WHAT THE EXERCISE ASKS:
Look below for the lines from the one with "Spot the horizontal" to the one with "[(57, 45), (195, 286)]", and copy exactly those lines, both ends included.

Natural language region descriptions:

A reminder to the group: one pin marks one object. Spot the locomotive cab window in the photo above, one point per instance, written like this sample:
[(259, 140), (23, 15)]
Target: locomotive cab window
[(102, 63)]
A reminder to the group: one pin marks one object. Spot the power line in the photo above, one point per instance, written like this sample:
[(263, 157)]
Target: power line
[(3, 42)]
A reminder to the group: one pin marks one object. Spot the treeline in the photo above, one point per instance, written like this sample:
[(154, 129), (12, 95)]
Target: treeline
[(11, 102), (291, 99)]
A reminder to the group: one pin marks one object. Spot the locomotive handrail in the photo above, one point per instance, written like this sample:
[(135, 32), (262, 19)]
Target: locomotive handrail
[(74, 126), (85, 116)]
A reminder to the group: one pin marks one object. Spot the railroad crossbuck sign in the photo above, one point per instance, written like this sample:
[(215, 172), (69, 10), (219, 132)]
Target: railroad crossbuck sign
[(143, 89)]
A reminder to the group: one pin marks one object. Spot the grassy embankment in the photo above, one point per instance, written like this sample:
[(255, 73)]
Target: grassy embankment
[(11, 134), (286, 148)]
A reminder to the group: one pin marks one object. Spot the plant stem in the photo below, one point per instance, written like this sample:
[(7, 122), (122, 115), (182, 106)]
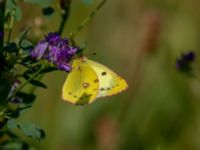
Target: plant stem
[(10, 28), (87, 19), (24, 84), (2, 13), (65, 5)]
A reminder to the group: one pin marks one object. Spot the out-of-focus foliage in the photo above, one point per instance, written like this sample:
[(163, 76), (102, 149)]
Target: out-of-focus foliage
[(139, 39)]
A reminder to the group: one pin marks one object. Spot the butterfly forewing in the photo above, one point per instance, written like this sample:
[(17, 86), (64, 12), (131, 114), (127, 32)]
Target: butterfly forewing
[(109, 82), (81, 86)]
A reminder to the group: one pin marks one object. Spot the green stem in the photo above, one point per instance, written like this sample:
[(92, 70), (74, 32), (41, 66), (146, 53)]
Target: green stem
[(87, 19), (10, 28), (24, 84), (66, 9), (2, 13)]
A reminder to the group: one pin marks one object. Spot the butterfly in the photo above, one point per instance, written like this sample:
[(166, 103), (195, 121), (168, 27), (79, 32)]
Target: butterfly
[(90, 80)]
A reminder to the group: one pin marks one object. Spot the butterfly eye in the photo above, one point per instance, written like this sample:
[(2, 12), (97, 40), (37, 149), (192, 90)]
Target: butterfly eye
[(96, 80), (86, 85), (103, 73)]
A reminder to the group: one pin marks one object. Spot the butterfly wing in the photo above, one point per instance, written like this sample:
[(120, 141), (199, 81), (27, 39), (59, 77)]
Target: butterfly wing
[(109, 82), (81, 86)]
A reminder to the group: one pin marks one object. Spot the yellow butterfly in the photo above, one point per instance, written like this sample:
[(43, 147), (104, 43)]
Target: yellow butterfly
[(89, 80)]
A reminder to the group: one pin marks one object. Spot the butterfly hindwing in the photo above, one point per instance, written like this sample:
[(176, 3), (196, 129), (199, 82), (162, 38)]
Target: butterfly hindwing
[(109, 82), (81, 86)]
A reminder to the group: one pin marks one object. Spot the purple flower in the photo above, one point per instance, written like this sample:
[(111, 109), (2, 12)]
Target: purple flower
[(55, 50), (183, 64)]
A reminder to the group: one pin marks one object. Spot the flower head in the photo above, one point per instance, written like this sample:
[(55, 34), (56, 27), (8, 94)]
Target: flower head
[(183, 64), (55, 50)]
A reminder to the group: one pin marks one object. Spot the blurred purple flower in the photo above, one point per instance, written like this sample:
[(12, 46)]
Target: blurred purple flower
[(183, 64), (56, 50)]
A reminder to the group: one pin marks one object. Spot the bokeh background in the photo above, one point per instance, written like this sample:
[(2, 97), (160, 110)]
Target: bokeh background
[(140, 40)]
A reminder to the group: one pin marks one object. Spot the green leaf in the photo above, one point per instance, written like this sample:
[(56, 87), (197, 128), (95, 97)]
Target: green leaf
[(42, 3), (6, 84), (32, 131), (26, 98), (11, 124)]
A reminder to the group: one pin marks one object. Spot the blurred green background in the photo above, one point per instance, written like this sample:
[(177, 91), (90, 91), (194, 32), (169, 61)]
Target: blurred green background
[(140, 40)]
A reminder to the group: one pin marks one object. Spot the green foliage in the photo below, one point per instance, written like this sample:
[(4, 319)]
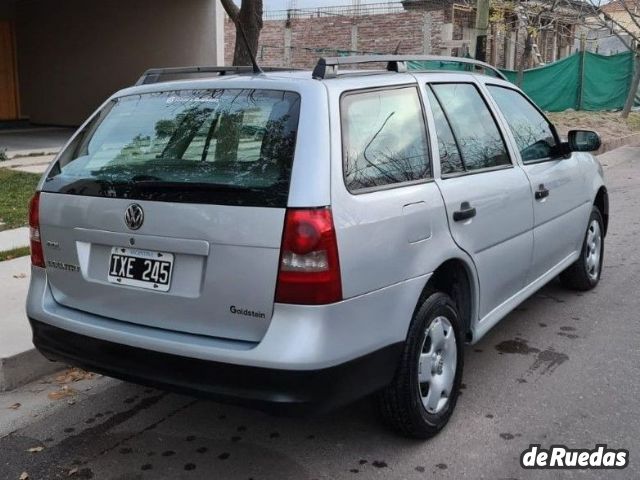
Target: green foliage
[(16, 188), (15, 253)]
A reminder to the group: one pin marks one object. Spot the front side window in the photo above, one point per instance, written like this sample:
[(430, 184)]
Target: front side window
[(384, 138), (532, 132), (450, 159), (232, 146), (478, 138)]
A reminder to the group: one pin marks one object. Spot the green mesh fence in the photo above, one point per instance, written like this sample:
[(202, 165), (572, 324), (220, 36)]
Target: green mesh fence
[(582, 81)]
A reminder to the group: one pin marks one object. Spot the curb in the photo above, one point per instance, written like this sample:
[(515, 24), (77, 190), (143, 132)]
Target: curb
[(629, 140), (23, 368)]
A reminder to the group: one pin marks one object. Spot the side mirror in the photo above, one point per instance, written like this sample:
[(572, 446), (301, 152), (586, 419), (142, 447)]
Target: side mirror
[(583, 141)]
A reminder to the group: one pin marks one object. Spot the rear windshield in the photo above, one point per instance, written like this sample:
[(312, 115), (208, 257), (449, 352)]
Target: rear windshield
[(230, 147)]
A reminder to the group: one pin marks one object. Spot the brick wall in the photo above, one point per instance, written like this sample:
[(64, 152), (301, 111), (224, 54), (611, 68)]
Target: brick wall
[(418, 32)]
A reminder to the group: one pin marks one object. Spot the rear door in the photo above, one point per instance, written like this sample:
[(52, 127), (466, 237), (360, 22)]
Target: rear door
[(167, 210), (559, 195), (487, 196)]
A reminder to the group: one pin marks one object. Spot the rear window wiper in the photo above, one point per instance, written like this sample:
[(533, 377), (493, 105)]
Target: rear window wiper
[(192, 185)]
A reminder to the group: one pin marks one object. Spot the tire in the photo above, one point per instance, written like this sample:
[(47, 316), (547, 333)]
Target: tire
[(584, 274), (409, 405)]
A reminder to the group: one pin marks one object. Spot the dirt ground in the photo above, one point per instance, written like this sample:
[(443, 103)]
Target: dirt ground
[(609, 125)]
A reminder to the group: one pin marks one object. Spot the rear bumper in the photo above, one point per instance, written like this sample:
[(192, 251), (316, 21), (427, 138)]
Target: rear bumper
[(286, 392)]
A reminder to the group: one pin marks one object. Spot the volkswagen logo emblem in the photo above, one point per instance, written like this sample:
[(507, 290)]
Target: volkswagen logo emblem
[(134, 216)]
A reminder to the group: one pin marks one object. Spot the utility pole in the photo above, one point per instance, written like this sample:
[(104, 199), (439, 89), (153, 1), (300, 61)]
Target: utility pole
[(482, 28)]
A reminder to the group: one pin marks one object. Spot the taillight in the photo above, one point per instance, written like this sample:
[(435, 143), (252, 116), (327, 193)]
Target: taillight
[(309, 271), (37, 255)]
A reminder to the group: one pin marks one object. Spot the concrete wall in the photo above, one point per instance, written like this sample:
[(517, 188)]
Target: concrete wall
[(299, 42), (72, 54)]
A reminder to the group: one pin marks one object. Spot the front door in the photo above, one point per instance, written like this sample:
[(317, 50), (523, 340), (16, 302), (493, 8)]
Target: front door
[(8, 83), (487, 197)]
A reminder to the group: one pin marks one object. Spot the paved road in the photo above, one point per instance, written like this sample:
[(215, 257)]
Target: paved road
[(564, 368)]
==
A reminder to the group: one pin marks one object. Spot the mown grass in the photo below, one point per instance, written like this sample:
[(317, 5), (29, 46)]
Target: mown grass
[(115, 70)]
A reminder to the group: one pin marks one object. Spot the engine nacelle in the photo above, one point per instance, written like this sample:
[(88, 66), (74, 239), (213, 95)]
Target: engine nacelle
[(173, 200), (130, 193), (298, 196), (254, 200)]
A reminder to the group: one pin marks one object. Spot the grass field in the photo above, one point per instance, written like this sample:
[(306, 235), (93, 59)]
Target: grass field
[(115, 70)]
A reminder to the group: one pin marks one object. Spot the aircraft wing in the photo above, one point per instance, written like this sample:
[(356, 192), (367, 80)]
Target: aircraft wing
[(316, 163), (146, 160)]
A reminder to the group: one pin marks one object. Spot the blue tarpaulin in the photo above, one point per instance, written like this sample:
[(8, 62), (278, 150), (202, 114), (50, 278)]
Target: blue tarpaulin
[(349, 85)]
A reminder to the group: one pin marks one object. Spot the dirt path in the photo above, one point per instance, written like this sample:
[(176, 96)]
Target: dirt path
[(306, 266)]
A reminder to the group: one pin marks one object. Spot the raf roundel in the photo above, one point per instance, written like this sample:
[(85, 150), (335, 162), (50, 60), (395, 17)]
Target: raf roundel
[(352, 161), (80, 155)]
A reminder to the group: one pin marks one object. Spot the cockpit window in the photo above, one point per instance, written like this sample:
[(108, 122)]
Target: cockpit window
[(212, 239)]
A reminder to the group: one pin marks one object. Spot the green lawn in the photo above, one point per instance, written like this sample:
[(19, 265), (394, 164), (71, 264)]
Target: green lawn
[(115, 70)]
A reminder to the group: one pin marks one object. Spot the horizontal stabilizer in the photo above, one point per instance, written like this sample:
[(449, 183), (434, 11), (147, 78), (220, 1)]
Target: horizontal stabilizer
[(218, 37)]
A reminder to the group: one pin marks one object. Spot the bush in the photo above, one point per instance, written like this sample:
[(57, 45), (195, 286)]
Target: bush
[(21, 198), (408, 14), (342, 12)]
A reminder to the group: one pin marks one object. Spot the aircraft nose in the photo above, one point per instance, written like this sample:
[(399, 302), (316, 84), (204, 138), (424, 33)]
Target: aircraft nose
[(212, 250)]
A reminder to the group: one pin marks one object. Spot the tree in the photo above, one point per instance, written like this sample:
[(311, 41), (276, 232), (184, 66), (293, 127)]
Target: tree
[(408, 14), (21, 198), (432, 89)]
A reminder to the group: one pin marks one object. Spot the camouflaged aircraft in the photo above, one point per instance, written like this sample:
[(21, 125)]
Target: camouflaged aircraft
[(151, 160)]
---
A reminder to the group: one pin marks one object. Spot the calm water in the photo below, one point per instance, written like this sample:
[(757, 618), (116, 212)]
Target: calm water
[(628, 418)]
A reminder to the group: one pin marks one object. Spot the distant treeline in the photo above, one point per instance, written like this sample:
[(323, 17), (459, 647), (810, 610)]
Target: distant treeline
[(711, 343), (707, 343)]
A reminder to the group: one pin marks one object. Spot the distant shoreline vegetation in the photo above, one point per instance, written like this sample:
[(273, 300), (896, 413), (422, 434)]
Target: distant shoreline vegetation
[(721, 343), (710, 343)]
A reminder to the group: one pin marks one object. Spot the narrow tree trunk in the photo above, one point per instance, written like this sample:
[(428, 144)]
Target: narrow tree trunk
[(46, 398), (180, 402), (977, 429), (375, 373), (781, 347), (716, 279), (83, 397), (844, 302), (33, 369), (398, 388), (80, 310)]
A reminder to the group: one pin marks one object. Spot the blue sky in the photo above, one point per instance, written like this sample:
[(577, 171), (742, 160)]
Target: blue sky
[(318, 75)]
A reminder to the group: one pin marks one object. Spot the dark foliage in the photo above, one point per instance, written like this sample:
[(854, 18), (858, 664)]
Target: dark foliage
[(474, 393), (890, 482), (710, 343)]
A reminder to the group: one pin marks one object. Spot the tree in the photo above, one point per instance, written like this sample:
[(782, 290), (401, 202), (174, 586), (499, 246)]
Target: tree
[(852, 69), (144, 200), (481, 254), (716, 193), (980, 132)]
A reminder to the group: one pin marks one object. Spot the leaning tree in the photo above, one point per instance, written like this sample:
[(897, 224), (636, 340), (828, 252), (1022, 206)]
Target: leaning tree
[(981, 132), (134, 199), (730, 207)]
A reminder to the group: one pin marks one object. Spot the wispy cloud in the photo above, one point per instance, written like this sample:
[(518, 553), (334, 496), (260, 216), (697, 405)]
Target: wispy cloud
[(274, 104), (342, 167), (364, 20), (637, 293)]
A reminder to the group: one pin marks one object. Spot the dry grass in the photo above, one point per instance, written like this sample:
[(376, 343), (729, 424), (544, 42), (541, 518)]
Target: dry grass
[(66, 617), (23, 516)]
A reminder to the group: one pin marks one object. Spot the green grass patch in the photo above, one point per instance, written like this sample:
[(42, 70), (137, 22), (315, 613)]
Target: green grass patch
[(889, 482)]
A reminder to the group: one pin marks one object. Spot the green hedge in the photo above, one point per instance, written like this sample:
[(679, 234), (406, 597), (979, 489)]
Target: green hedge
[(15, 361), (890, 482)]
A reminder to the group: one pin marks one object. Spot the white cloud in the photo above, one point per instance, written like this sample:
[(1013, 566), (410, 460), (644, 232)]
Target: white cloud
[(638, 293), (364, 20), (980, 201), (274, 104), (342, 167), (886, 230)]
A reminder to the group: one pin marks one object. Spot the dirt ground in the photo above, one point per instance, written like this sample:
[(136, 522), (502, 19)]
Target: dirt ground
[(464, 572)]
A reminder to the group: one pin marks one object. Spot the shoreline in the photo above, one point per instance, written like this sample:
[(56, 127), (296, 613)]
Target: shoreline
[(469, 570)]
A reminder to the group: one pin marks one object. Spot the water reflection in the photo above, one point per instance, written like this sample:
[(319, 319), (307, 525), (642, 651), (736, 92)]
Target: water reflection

FINAL ANSWER:
A reminder to the group: one pin marks one object. Spot the horizontal stabilizer in the photo above, one point per instance, written like this sample:
[(449, 183), (434, 11), (147, 78), (220, 1)]
Target: horizontal stabilizer
[(218, 37)]
A reminder to the group: one pin marks one object. Spot the bush in the photo above, one point per instance, written like this sample:
[(57, 45), (195, 286)]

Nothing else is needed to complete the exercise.